| WORK ORDER |
So that the copy matches the original, write out every entry exactly.

====

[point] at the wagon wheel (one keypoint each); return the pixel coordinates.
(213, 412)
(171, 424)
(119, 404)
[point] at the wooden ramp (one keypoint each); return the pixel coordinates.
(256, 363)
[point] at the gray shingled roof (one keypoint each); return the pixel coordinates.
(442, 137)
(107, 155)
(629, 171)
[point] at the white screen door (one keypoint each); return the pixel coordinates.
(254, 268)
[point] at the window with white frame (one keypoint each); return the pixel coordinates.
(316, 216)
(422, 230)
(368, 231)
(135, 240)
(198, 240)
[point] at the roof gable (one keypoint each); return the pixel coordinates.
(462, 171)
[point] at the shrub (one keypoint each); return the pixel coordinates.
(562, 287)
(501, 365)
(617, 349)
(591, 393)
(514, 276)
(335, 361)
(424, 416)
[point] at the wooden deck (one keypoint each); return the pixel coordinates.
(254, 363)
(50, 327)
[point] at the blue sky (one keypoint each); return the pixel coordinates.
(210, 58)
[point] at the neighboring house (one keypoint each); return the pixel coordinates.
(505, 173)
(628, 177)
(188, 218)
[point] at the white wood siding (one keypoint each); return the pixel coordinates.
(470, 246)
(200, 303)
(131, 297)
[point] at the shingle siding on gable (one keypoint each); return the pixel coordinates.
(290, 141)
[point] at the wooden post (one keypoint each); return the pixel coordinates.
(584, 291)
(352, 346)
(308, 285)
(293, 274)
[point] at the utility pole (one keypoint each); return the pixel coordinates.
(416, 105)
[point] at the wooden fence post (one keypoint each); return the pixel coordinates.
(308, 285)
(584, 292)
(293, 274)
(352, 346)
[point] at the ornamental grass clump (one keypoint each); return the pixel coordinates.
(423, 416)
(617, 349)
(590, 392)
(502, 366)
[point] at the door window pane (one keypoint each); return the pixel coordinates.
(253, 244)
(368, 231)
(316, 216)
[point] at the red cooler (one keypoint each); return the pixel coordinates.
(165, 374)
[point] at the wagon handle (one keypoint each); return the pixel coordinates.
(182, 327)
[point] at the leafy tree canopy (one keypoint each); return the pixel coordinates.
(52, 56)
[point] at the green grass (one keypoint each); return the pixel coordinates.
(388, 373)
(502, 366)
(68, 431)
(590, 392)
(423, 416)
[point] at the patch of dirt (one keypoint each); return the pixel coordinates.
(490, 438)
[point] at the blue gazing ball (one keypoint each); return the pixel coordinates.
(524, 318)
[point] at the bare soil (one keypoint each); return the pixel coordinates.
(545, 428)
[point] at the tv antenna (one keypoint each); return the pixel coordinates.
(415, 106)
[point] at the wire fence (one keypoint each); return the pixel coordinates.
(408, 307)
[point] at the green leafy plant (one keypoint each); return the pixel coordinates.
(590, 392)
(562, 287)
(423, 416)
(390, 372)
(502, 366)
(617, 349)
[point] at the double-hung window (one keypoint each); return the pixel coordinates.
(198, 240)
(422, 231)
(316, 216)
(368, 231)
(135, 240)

====

| RESULT BELOW |
[point] at the wagon wheel (one keypoint each); return the pixel coordinates.
(213, 412)
(171, 424)
(119, 404)
[point] at the wooden ramp (one keypoint each); return the pixel coordinates.
(256, 363)
[point] at the gray shingled roof (one keypoint each); return the pixel coordinates.
(442, 137)
(107, 155)
(629, 171)
[point] at the white screen door (one keypoint each); return the pixel coordinates.
(254, 268)
[point] at the window with white frame (one keypoint each); return the pixel coordinates.
(316, 216)
(422, 230)
(368, 231)
(135, 240)
(198, 240)
[point] at the roof gable (one keypoint each); return the pixel coordinates.
(462, 171)
[point] at the shrub (one keypoint each); return the pixel coordinates.
(562, 287)
(501, 365)
(617, 349)
(591, 393)
(514, 276)
(335, 361)
(424, 416)
[point] at the wooden deck (one keypoint each); return the pixel coordinates.
(254, 363)
(50, 327)
[point] at the blue sky (one keypoint each); return the pixel coordinates.
(210, 58)
[point] at the neighboring house (one keypoint each); return the pixel coordinates.
(505, 173)
(628, 177)
(188, 218)
[point] at the white wood siding (one keypoint each); return the pixel coordinates.
(470, 246)
(200, 303)
(131, 297)
[point] at the shingle siding on gable (one keypoint each); return the pixel coordinates.
(290, 141)
[point] at the wooden post (one keypoint each); return the pixel coordinates.
(584, 291)
(352, 346)
(308, 285)
(293, 274)
[point] at the utility pole (one keypoint each); return the pixel coordinates.
(416, 105)
[point] at the wooden fence post (one keypoint each); return the pixel coordinates.
(308, 285)
(584, 292)
(293, 274)
(352, 346)
[point] at the ornamental grass clump (one keypoint each); return the pixel coordinates.
(423, 416)
(617, 349)
(590, 392)
(502, 366)
[point] at the door window pane (one keypoint each); return the pixel coordinates.
(253, 244)
(368, 231)
(316, 216)
[point] at the red cooler (one keypoint each); return the pixel coordinates.
(165, 374)
[point] at the wagon handle (one keypoint each); return the pixel coordinates.
(182, 327)
[point] at the leafy tree canopy (one keypoint each); return the pixel coordinates.
(52, 56)
[point] at the green grass (one keypoint each); return the pixel coordinates.
(388, 373)
(502, 366)
(68, 431)
(590, 392)
(423, 416)
[point] at the patch of dirt (one keypoint each); return the pixel coordinates.
(490, 438)
[point] at the blue gazing ball (one keypoint each); return the pixel coordinates.
(524, 318)
[point] at the bare soil (one keypoint each); return the pixel coordinates.
(545, 428)
[point] at the tv antenna (one keypoint each); return the pixel coordinates.
(415, 106)
[point] at the wire fence (one keypoint each); return the pixel coordinates.
(408, 307)
[point] at the green leafy plant (one keypoint each); return the pixel coordinates.
(590, 392)
(562, 287)
(423, 416)
(390, 372)
(502, 366)
(617, 349)
[point] at the double-hung window (one keypoint each); return the pixel coordinates.
(198, 240)
(422, 231)
(316, 216)
(368, 231)
(135, 240)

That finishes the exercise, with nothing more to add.